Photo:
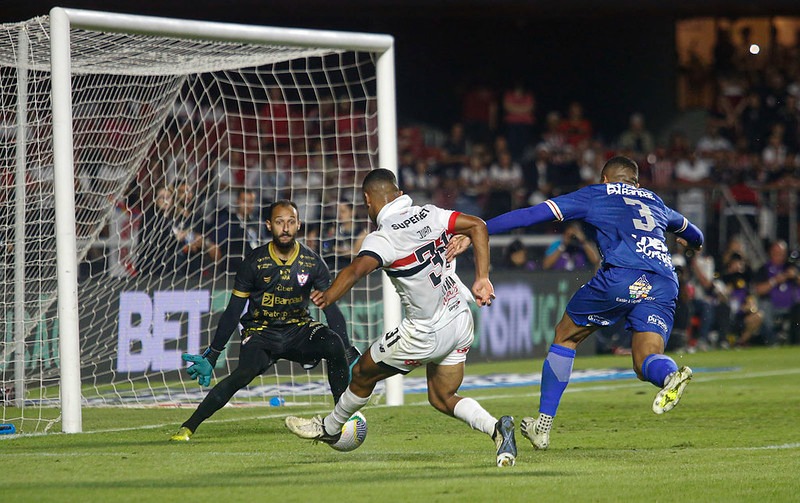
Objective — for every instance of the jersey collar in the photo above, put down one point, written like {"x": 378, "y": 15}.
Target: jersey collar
{"x": 401, "y": 203}
{"x": 279, "y": 260}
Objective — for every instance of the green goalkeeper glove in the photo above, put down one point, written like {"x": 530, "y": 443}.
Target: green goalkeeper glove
{"x": 203, "y": 365}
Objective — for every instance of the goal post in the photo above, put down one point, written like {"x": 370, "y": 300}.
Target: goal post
{"x": 136, "y": 105}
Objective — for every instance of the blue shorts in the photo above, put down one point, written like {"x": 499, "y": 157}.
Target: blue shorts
{"x": 645, "y": 299}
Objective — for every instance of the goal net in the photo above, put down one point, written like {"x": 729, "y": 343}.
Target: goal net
{"x": 174, "y": 138}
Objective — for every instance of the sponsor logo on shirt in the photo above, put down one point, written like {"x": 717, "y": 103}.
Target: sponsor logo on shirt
{"x": 654, "y": 248}
{"x": 412, "y": 219}
{"x": 657, "y": 320}
{"x": 640, "y": 288}
{"x": 598, "y": 320}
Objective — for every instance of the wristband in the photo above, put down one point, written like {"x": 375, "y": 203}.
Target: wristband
{"x": 211, "y": 355}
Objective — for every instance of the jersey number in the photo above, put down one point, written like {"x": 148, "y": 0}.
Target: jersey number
{"x": 647, "y": 222}
{"x": 430, "y": 253}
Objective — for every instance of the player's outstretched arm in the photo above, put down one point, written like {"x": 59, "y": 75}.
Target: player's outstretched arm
{"x": 687, "y": 233}
{"x": 203, "y": 365}
{"x": 347, "y": 277}
{"x": 475, "y": 229}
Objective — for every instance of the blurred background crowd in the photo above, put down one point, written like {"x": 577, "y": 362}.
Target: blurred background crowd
{"x": 728, "y": 159}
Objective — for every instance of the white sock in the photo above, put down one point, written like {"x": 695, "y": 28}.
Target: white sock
{"x": 348, "y": 403}
{"x": 471, "y": 412}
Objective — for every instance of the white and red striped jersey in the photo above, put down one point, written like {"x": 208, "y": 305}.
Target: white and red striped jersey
{"x": 409, "y": 244}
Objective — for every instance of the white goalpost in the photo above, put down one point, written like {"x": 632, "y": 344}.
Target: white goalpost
{"x": 136, "y": 153}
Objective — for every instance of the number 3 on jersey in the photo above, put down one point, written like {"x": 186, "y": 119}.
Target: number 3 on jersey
{"x": 431, "y": 253}
{"x": 647, "y": 223}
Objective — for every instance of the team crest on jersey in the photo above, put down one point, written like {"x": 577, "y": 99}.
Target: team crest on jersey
{"x": 640, "y": 288}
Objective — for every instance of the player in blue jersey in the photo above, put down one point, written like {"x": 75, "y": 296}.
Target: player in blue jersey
{"x": 636, "y": 281}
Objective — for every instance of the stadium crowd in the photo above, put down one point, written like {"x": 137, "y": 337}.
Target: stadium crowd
{"x": 507, "y": 150}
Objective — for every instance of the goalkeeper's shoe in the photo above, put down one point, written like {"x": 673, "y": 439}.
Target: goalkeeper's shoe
{"x": 183, "y": 435}
{"x": 537, "y": 430}
{"x": 352, "y": 354}
{"x": 670, "y": 394}
{"x": 312, "y": 429}
{"x": 504, "y": 440}
{"x": 310, "y": 365}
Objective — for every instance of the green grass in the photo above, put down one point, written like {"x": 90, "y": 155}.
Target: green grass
{"x": 734, "y": 437}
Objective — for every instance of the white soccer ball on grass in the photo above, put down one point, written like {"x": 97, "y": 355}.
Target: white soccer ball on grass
{"x": 354, "y": 431}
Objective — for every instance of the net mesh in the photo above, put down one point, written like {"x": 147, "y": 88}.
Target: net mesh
{"x": 178, "y": 147}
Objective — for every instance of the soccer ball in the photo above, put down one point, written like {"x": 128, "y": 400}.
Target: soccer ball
{"x": 354, "y": 431}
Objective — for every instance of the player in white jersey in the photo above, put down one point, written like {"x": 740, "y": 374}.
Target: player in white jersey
{"x": 437, "y": 330}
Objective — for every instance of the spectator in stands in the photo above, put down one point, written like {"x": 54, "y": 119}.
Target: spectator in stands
{"x": 777, "y": 284}
{"x": 552, "y": 136}
{"x": 506, "y": 185}
{"x": 239, "y": 230}
{"x": 753, "y": 125}
{"x": 539, "y": 174}
{"x": 455, "y": 150}
{"x": 343, "y": 239}
{"x": 274, "y": 118}
{"x": 712, "y": 140}
{"x": 266, "y": 180}
{"x": 475, "y": 185}
{"x": 692, "y": 173}
{"x": 745, "y": 318}
{"x": 172, "y": 235}
{"x": 517, "y": 258}
{"x": 479, "y": 113}
{"x": 710, "y": 298}
{"x": 416, "y": 179}
{"x": 519, "y": 118}
{"x": 576, "y": 127}
{"x": 636, "y": 138}
{"x": 573, "y": 251}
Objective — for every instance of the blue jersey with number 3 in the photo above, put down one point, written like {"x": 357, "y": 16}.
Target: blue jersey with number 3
{"x": 628, "y": 222}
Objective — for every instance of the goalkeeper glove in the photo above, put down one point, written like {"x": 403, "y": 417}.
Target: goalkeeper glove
{"x": 203, "y": 365}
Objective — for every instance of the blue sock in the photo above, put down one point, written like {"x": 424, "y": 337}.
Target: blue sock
{"x": 556, "y": 370}
{"x": 656, "y": 368}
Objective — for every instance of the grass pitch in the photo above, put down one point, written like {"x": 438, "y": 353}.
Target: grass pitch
{"x": 735, "y": 436}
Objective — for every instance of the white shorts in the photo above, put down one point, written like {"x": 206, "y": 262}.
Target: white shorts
{"x": 406, "y": 347}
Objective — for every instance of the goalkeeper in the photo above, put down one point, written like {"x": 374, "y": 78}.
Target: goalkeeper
{"x": 277, "y": 280}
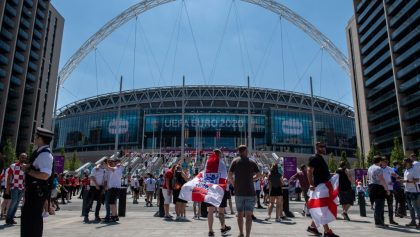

======

#### Exercise prompt:
Rewrite every line from the one containing "Objective — for every instance of the blue jersey" through the final line, requests included. Multiply each point coordinate in the answers by 1.95, round to whole numbers with halves going up, keep the numbers in the requests unchanged, and omit the pictures.

#### Expected answer:
Objective — for every instance of the blue jersey with number 3 in the photo above, put down one point, written like {"x": 357, "y": 16}.
Target: blue jersey with number 3
{"x": 1225, "y": 433}
Objective — for every instance of the goalkeeper glove in the photo above, put down one point, written like {"x": 403, "y": 417}.
Target: goalkeeper glove
{"x": 396, "y": 712}
Objective — for every instance of the blue sock in the photo above, put down one point, written like {"x": 424, "y": 337}.
Target: blue sock
{"x": 1084, "y": 722}
{"x": 1279, "y": 718}
Objective — for every instance of the grass pitch in the photo above, put down one point, written like {"x": 438, "y": 353}.
Target: grass pitch
{"x": 1433, "y": 850}
Objective — for every instance of the white shorts in the photo above, put down one point, written like {"x": 206, "y": 262}.
Target: white shorts
{"x": 792, "y": 677}
Objective — for every instance of the goalkeeper in the photo above, put down one point, written like {"x": 374, "y": 78}.
Target: goalkeeper
{"x": 540, "y": 546}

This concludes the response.